Extract to read =>
※ ※ ※
Message from the Dean

‘Conservation in Your Backyard’: Dr. Matt Allender Covers Chicagoland

Drs. Matt Allender, Eliza Baker, and John Winter, in the field with turtles

This message will appear in the Chicago Veterinary Medical Association Bulletin.


Many of you who attended our college since 2009 may know—or have even conducted fieldwork with—Dr. Matt Allender. Dr. Allender has built a singular career in wildlife epidemiology, beginning with his efforts to “save the world, one box turtle at a time.”

His annual eastern box turtle health assessments in the Midwest span 18 years, making it the largest health study of box turtles in the world. His fieldwork has expanded over time to include ornate box turtles and aquatic turtle species. A new study in Cook County will look at the management of health and disease in red-eared sliders, an invasive species that poses risks to all turtles, says Dr. Allender. 

But Dr. Allender’s impact and interests encompass much, much more than turtles, even as turtles remain the centerpiece of his lab’s investigations.

Dr. Matt Allender in the field holding a snake
Dr. Matt Allender in the field with a different kind of reptile.
※ ※ ※
Write the next part of the dean's message about Dr. Matt Allender, starting after its last line.

Given records =>
※ ※ ※
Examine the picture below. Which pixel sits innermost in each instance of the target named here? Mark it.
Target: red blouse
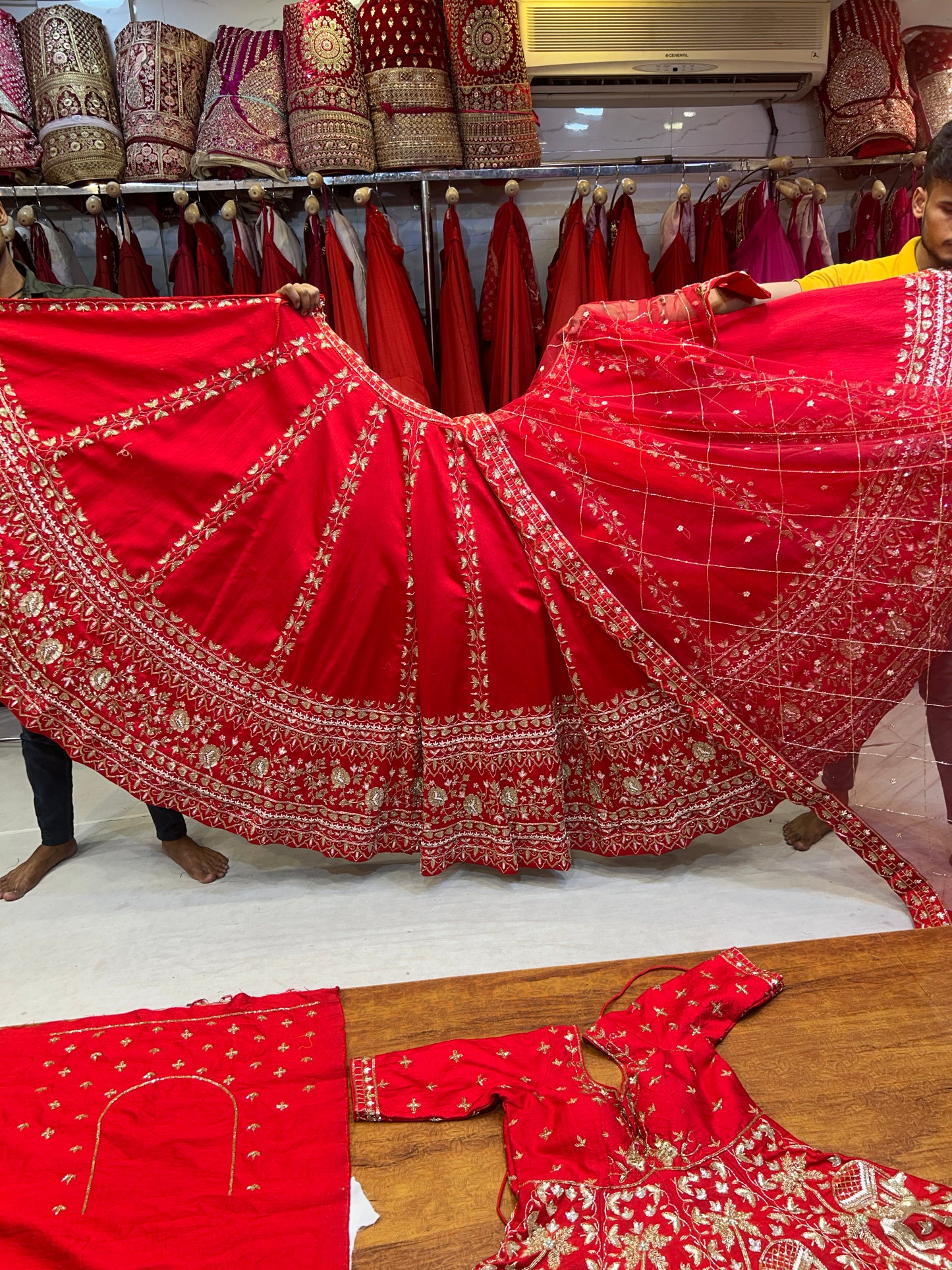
(678, 1167)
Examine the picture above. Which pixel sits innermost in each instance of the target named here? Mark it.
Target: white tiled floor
(120, 927)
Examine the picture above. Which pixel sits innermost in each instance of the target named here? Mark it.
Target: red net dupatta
(227, 1122)
(264, 645)
(491, 86)
(329, 116)
(244, 122)
(161, 74)
(865, 98)
(405, 64)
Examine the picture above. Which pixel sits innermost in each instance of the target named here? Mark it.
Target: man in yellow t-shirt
(932, 206)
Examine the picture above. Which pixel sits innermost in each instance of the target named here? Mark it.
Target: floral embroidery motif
(681, 1170)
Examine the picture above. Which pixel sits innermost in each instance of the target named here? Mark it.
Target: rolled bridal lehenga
(245, 578)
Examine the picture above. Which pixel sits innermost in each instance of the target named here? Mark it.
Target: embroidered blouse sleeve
(705, 1001)
(447, 1081)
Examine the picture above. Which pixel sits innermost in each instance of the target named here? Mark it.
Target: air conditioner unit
(660, 52)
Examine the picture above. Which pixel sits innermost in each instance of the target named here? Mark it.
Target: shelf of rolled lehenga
(644, 167)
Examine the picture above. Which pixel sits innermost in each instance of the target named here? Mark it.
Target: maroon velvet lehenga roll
(161, 74)
(18, 138)
(930, 63)
(68, 60)
(404, 50)
(493, 96)
(329, 117)
(865, 98)
(244, 123)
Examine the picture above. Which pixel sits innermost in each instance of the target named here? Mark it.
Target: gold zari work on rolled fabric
(67, 53)
(414, 119)
(161, 74)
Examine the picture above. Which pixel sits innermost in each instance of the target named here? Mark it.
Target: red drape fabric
(395, 330)
(862, 242)
(311, 700)
(40, 250)
(183, 268)
(711, 238)
(766, 252)
(630, 274)
(277, 271)
(107, 275)
(568, 283)
(135, 272)
(316, 263)
(509, 217)
(511, 352)
(346, 316)
(208, 1136)
(210, 260)
(675, 268)
(461, 375)
(899, 225)
(245, 279)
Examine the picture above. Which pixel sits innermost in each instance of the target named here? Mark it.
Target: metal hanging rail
(663, 165)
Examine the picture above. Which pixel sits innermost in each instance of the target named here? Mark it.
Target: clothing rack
(663, 165)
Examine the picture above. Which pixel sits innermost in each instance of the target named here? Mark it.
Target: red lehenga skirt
(245, 578)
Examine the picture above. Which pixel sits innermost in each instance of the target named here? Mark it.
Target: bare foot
(24, 877)
(200, 863)
(806, 830)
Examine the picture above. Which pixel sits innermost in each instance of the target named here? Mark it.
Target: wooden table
(854, 1056)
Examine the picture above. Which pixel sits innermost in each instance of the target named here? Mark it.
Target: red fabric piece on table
(316, 263)
(346, 316)
(395, 330)
(183, 270)
(630, 274)
(683, 1114)
(568, 282)
(210, 258)
(40, 249)
(711, 239)
(283, 552)
(461, 375)
(135, 272)
(277, 271)
(244, 276)
(202, 1137)
(107, 275)
(766, 252)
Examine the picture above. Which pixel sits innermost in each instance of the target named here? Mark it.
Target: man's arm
(724, 301)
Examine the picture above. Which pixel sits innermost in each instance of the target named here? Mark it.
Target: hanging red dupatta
(395, 330)
(693, 562)
(630, 274)
(461, 379)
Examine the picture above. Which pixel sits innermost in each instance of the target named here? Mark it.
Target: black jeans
(50, 774)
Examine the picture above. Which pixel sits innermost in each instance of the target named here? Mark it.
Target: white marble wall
(584, 135)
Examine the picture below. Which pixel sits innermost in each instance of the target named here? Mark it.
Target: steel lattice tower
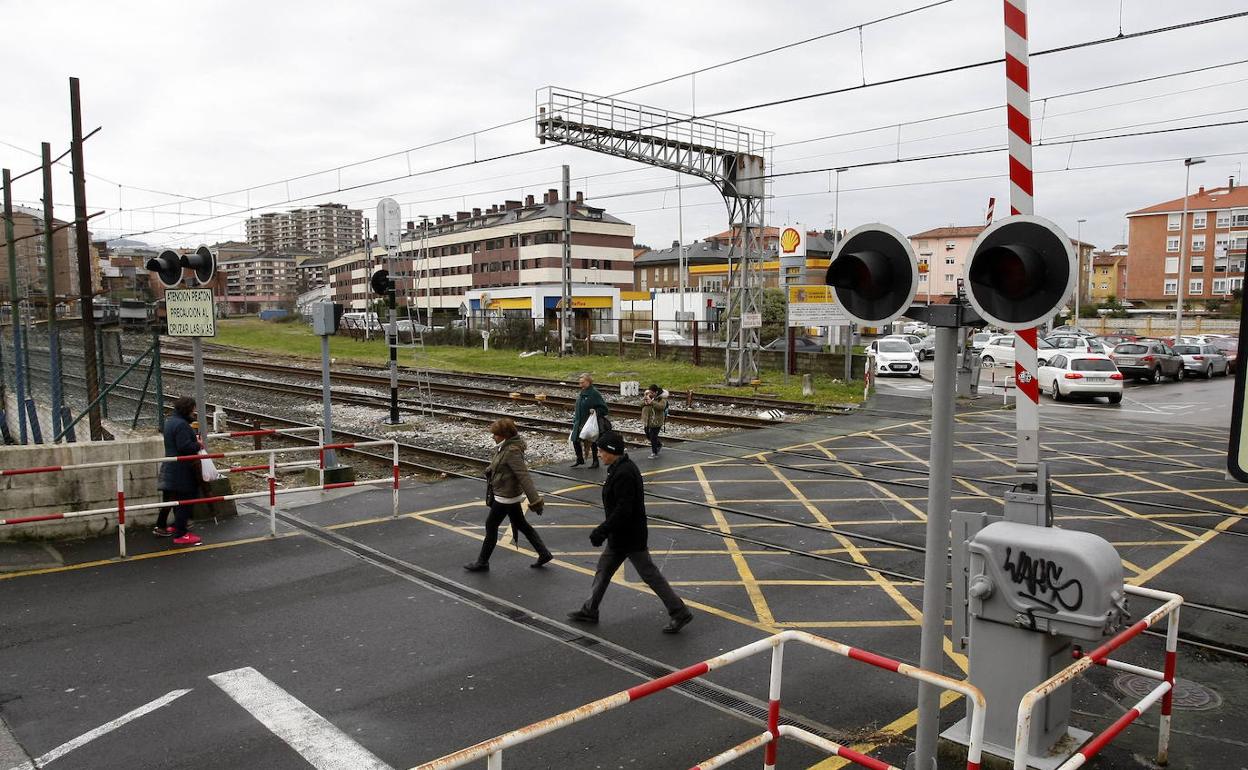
(726, 155)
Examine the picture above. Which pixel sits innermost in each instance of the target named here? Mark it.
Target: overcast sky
(231, 99)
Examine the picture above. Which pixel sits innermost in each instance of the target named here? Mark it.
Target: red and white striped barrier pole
(272, 494)
(1021, 201)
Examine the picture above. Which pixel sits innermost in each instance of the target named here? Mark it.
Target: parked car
(1071, 330)
(1078, 343)
(665, 337)
(1203, 360)
(1227, 346)
(894, 356)
(1087, 375)
(1148, 361)
(800, 345)
(1000, 351)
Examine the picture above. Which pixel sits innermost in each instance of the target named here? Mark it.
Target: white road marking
(323, 745)
(81, 740)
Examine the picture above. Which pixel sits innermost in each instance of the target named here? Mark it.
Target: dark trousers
(610, 560)
(580, 451)
(653, 434)
(181, 513)
(513, 513)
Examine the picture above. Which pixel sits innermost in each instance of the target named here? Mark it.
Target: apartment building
(325, 230)
(509, 245)
(706, 260)
(1214, 255)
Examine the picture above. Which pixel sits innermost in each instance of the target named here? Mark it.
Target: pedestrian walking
(588, 401)
(625, 536)
(654, 413)
(179, 481)
(507, 484)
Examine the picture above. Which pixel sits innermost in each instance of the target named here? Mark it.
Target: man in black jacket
(179, 481)
(625, 536)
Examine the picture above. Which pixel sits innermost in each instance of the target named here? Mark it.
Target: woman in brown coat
(507, 484)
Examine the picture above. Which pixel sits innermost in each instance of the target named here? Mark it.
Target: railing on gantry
(121, 508)
(492, 750)
(1163, 692)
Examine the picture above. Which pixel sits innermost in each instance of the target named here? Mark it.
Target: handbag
(589, 431)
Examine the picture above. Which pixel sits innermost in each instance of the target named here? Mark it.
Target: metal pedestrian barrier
(121, 508)
(492, 750)
(1163, 692)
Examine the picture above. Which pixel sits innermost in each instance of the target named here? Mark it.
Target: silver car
(1203, 360)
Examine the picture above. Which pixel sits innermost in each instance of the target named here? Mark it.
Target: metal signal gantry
(729, 156)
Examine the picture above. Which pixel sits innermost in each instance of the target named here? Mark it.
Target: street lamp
(1078, 266)
(1182, 248)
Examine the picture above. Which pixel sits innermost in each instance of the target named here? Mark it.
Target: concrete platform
(370, 622)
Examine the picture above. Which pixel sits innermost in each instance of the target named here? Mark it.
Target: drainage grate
(702, 690)
(1188, 695)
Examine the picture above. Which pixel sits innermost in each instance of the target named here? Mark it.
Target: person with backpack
(654, 413)
(588, 401)
(507, 484)
(179, 481)
(624, 532)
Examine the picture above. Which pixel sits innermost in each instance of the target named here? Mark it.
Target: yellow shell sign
(789, 241)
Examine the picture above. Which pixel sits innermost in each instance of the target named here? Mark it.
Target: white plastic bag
(589, 431)
(207, 471)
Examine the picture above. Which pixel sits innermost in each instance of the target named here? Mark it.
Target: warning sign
(814, 305)
(190, 312)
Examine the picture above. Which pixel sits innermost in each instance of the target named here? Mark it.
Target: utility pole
(15, 308)
(54, 343)
(565, 305)
(82, 243)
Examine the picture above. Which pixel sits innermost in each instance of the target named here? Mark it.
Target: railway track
(382, 381)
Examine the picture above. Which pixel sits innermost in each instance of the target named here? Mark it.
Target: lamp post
(1182, 247)
(1078, 266)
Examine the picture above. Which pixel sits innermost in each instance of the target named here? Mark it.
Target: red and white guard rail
(121, 508)
(1163, 692)
(492, 750)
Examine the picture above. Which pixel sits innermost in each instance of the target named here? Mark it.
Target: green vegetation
(297, 340)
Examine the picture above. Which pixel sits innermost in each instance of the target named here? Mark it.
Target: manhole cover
(1187, 694)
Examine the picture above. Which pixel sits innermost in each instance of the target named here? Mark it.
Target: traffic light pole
(392, 341)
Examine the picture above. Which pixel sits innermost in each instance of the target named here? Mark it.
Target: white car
(894, 356)
(1088, 375)
(1000, 351)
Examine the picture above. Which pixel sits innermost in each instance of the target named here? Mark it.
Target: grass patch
(297, 340)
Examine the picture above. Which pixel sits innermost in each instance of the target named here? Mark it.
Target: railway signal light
(381, 282)
(1020, 271)
(204, 262)
(167, 267)
(874, 275)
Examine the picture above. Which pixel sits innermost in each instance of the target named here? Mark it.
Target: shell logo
(790, 240)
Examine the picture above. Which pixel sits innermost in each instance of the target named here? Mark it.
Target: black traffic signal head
(381, 282)
(167, 267)
(204, 262)
(874, 275)
(1020, 271)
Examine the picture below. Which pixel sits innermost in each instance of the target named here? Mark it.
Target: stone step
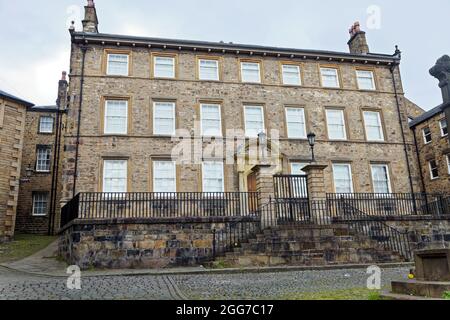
(405, 297)
(421, 288)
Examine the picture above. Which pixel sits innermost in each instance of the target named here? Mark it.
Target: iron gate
(291, 198)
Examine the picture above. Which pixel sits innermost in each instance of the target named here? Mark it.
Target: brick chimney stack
(90, 22)
(358, 42)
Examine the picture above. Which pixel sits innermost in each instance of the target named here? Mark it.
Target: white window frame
(288, 127)
(372, 78)
(154, 178)
(387, 174)
(48, 150)
(299, 70)
(106, 130)
(216, 61)
(442, 127)
(338, 80)
(245, 120)
(52, 126)
(219, 130)
(349, 166)
(173, 117)
(431, 169)
(35, 195)
(104, 177)
(108, 71)
(243, 80)
(344, 125)
(222, 171)
(426, 135)
(380, 122)
(174, 69)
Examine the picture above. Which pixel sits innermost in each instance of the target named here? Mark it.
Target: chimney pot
(358, 42)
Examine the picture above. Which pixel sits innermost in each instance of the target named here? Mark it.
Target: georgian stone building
(129, 95)
(432, 139)
(12, 128)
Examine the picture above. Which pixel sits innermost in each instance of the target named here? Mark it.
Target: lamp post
(312, 142)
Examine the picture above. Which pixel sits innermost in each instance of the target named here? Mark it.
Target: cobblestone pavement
(16, 285)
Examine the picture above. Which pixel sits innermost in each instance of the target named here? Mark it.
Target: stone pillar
(265, 189)
(316, 191)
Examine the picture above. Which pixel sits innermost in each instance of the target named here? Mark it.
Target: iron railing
(159, 205)
(394, 204)
(329, 212)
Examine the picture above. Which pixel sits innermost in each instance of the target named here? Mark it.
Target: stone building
(130, 94)
(432, 139)
(12, 128)
(40, 187)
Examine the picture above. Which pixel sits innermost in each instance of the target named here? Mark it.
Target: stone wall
(424, 232)
(12, 127)
(437, 150)
(139, 243)
(139, 146)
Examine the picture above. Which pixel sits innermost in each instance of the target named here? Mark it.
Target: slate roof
(13, 98)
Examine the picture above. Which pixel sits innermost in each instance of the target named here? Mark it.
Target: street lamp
(312, 142)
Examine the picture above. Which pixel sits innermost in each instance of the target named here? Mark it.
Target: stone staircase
(309, 245)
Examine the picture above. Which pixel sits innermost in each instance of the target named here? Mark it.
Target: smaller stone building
(12, 128)
(432, 139)
(40, 188)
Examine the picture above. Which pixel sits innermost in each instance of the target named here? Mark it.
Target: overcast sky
(35, 43)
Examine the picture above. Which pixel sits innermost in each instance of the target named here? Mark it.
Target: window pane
(211, 120)
(365, 80)
(342, 178)
(43, 155)
(295, 118)
(164, 176)
(330, 78)
(115, 176)
(336, 125)
(116, 117)
(164, 67)
(254, 121)
(374, 130)
(46, 125)
(213, 177)
(40, 204)
(291, 75)
(208, 70)
(164, 118)
(380, 179)
(117, 64)
(250, 72)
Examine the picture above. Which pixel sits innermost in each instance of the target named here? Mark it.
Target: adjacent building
(432, 139)
(130, 95)
(12, 130)
(40, 187)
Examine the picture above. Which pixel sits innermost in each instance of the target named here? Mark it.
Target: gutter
(405, 148)
(222, 47)
(80, 108)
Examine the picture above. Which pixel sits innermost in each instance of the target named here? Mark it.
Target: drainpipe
(77, 152)
(411, 185)
(56, 157)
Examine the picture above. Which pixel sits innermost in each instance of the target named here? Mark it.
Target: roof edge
(177, 44)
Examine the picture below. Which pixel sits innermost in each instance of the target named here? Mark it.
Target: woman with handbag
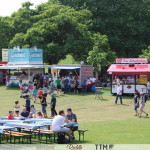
※ ※ ※
Exercise result =>
‘It’s All Interconnected’

With joint appointments at our college and at Brookfield Zoo Chicago, today Dr. Allender spends as much or more time in Cook County as in Champaign County. At the University of Illinois he is a clinical associate professor, director of the Wildlife Epidemiology Laboratory, section head in the Veterinary Diagnostic Laboratory, and an institute affiliate at the Natural History Survey. For Brookfield Zoo Chicago, he is director of conservation medicine and science.

He wears many hats—literally. He swaps out his signature ball caps featuring zoo or Illinois branding depending on the event.

“It’s difficult to separate the various aspects of what I do and assign parts to one institution or another,” he says. “It’s all interconnected.”

For our CVMA readers, he considers his work “conservation in your backyard—surveillance of diseases of concern in mammals, birds, invertebrates, and, of course, reptiles.”

First-Ever Free-Ranging Wildlife ACZM Residency

In 2022 Dr. Allender spearheaded the first-ever residency program approved by the American College of Zoological Medicine focused on health management in free-ranging wildlife in the U.S. The residency is offered through a collaboration of the College of Veterinary Medicine, Forest Preserves of Cook County, and Brookfield Zoo Chicago. Last year, this successful program added another resident.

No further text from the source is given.